» Exercises to complete:
• A. Check the text on switching apparatus: (i) formic acid or a formic acid precursor is the preferred choice; (ii) the approach relies on deliberately forming an organic film on the contact surface; (iii) FIG. 5 is a schematic sectional view of a switching apparatus. Answer yes or no for each, with the deciding words from the text quoted exactly.
• B. In the text on switching apparatus, which relay components are housed in the enclosed case?
• C. Carry on the text on switching apparatus after its final sentence.

-- Start Supplied passage --

In the switching apparatus and the activation suppression methods, since organic compounds from which black powder may be formed or organic compounds which are changing to black powder is oxidized in a condition that organic acid which floats as gas in the enclosed case does not form a film on the surface of the contact, formation of black powder on and in the proximity of the surface of the contact can be prevented thereby to suppress activation of the surface of the contact. Accordingly, increase in life of the electric contact and remarkable improvement in reliability of the switching apparatus can be realized without taking the risk that a new problem arises by artificial formation of an organic film on the surface of a contact as in the prior art.
As the organic acid or organic acid precursor, organic acid having a carboxyl group or precursor of organic acid having a carboxyl group may be used, and preferably, formic acid or formic acid precursor is used. Where oxygen is filled in the enclosed case, an oxidation by the organic acid can be accelerated, and where the electric contact contains silver, the oxidation by the organic acid upon the organic compounds can be promoted by a catalytic action of the silver.
The above and other objects, features and advantages of the present invention will become apparent from the following description and the appended claims, taken in conjunction with the accompanying drawings in which like parts or elements are denoted by like reference characters.
FIG. 1 is a schematic sectional view of a switching apparatus to which the present invention is applied;
FIG. 2 is a schematic sectional view of another switching apparatus to which the present invention is applied;
FIG. 3 is a schematic sectional view of a further switching apparatus to which the present invention is applied;
FIG. 4 is a schematic view illustrating of action of the switching apparatus of FIG. 1; and
FIG. 5 is a flow diagram illustrating a procedure of manufacture of a switching apparatus.
FIGS. 1, 2 and 3 are schematic sectional views showing different switching apparatus to which the present invention is applied. The switching apparatus are each formed as a relay and are common in construction in that relay components such as electric contacts 2, an electromagnet 3, a permanent magnet 4 and an armature 5 are accommodated in an enclosed case 1.

-- End Supplied passage --
-- Start Rows --

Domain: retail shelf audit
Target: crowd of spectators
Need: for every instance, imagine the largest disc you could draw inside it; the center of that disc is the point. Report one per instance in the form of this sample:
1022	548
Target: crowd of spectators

-- End Rows --

» Response list:
• A.
(i) Yes: "preferably, formic acid or formic acid precursor is used."
(ii) No: "without taking the risk that a new problem arises by artificial formation of an organic film on the surface of a contact as in the prior art."
(iii) No: "FIG. 5 is a flow diagram illustrating a procedure of manufacture of a switching apparatus."

• B. Electric contacts 2, an electromagnet 3, a permanent magnet 4 and an armature 5.

• C.
Referring first to FIG. 1, the switching apparatus shown is constructed such that a large number of microcapsules 7 in which organic acid or organic acid precursor 6 from which organic acid is produced as time passes is enclosed are placed in the internal space of the enclosed case 1 to reach a condition wherein organic acid 6a when it escapes from the filled state by the microcapsules 7 and vaporizes in the enclosed case 1 oxidizes organic compounds produced on and in the proximity of the contact surfaces 2a without forming a film on the contact surfaces 2a. This condition can be realized readily by using an organic acid that have high vapor pressure and a precursor of organic acid as the organic acid or organic acid precursor 6 and adjusting the physical properties, the volumes, the quantity, the filling method and/or the filling locations of the microcapsules 7 so that the organic acid 6a which may escape from the microcapsules 7 and float in the internal space of the enclosed case 1 may not become so surplus as to form an organic film on the contact surfaces 2a.
Even if the organic acid or organic acid precursor 6 is filled in the microcapsules 7, the filling is not performed in such a form that the airtight filling state is maintained permanently but in such a form that, after the microcapsules 7 are placed into the internal space of the enclosed case 1, the organic acid or organic acid precursor 6 escapes from the filled state by a physical or chemical change, for example, in such a form that the microcapsules 7 are broken by thermal expansion of the filled organic acid or organic acid precursor 6 or the microcapsules 7 are melted by heat. Meanwhile, the organic acid or organic acid precursor 6 may be filled into the microcapsules 7, for example, by a method wherein organic acid or organic acid precursor is emulsified in solution so that it is dispersed as fine particles into the solution and then an organic compound is added to form a solid thin film on outer hulls of the fine particles of the organic acid or organic acid precursor, or by some other suitable method.
While various organic compounds are present in the enclosed case 1, as organic compounds from which black powder is formed, aromatic compounds including toluene are listed. While such organic compounds are changed to black powder as a result of such two reactions as described above on the surfaces of the contacts, such change is suppressed, in the first embodiment of FIG. 1, by the following action.
Referring to FIG. 4, organic compounds 8 from which black power may be formed is oxidized by the organic acid 6a, which has escaped from the microcapsules 7 and floats, so that H2 O and COx (x=1, 2), which are inorganic molecules, are formed. Meanwhile, also organic compounds 9 which is changing to black powder, which makes a cause of activation of the contact surfaces 2a or a problem to contacting of the contacts, is oxidized by the vaporized organic acid or organic acid precursor 6 to form H2 O and COx, which are inorganic molecules. Accordingly, conversion on and in the proximity of the contact surfaces 2a into black powder can be prevented to suppress activation of the contact surfaces 2a. Since the organic acid or organic acid precursor 6 is filled in the microcapsules 7 and such an oxidation as described above is performed only by the organic acid 6a which escapes from the filled condition and floats, such a situation that surplus organic acid is attracted to the contact surfaces 2a to form an organic film does not occur, and it can be suppressed to the utmost that components in the enclosed case 1 are corroded by organic acid. It is to be noted that reference numeral 10 in FIG. 4 denotes black powder.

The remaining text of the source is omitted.